Supplied text:
## start
Index: sys/netinet/tcp_congctl.c
===================================================================
RCS file: /cvsroot/src/sys/netinet/tcp_congctl.c,v
retrieving revision 1.22
diff -u -p -r1.22 tcp_congctl.c
--- sys/netinet/tcp_congctl.c 13 Dec 2016 08:29:03 -0000 1.22
+++ sys/netinet/tcp_congctl.c 30 Dec 2016 17:10:27 -0000
@@ -707,7 +707,6 @@ tcp_newreno_fast_retransmit_newack(struc
tp->t_partialacks++;
TCP_TIMER_DISARM(tp, TCPT_REXMT);
tp->t_rtttime = 0;
- tp->snd_nxt = th->th_ack;
if (TCP_SACK_ENABLED(tp)) {
/*
@@ -734,6 +733,7 @@ tcp_newreno_fast_retransmit_newack(struc
tp->t_flags |= TF_ACKNOW;
(void) tcp_output(tp);
} else {
+ tp->snd_nxt = th->th_ack;
/*
* Set snd_cwnd to one segment beyond ACK'd offset
* snd_una is not yet updated when we're called
--------------030809060906030209040700--
From: Brian Marcotte <marcotte@panix.com>
To: Nick Hudson <skrll@netbsd.org>
Cc: kern-bug-people@netbsd.org, gnats-admin@netbsd.org,
netbsd-bugs@netbsd.org, gnats-bugs@NetBSD.org
Subject: Re: kern/51753: tcp SACK causes SSH disconnects
Date: Fri, 30 Dec 2016 13:18:02 -0500
> Does this help?
It may be helping, but I'll need another day to be sure. I'll let you
know over the weekend.
Thanks.
--
- Brian
From: David Holland <dholland-bugs@netbsd.org>
To: gnats-bugs@NetBSD.org
Cc:
Subject: Re: kern/51753: tcp SACK causes SSH disconnects
Date: Sat, 31 Dec 2016 10:15:59 +0000
On Fri, Dec 30, 2016 at 03:25:01PM +0000, John D. Baker wrote:
> This looks a lot like something I was seeing when working on some remote
> systems. It was most likely to occur with high output traffic (such as
> when running an update build of the system).
I've seen this too; it's readily triggered by compiling, seems to be
correlated with output volume. I'd thought it was flaky hardware :-/
--
David A. Holland
dholland@netbsd.org
From: Brian Marcotte <marcotte@panix.com>
To: Nick Hudson <skrll@netbsd.org>
Cc: kern-bug-people@netbsd.org, gnats-admin@netbsd.org,
netbsd-bugs@netbsd.org, gnats-bugs@NetBSD.org
Subject: Re: kern/51753: tcp SACK causes SSH disconnects
Date: Sun, 1 Jan 2017 10:18:49 -0500
> Subject: Re: kern/51753: tcp SACK causes SSH disconnects
> Does this help?
## end
Task objective:
In the SSH disconnect thread, what did David Holland say the problem had first seemed to be? The data after this point is separate from the SSH disconnect thread.

Available data:
## start
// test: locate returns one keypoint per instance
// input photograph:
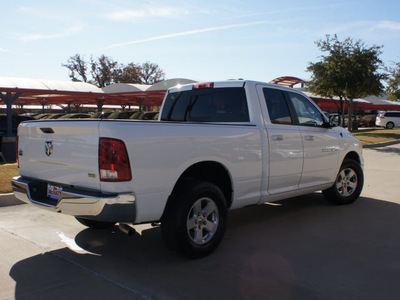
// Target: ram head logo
## end
Exercise output:
Flaky hardware.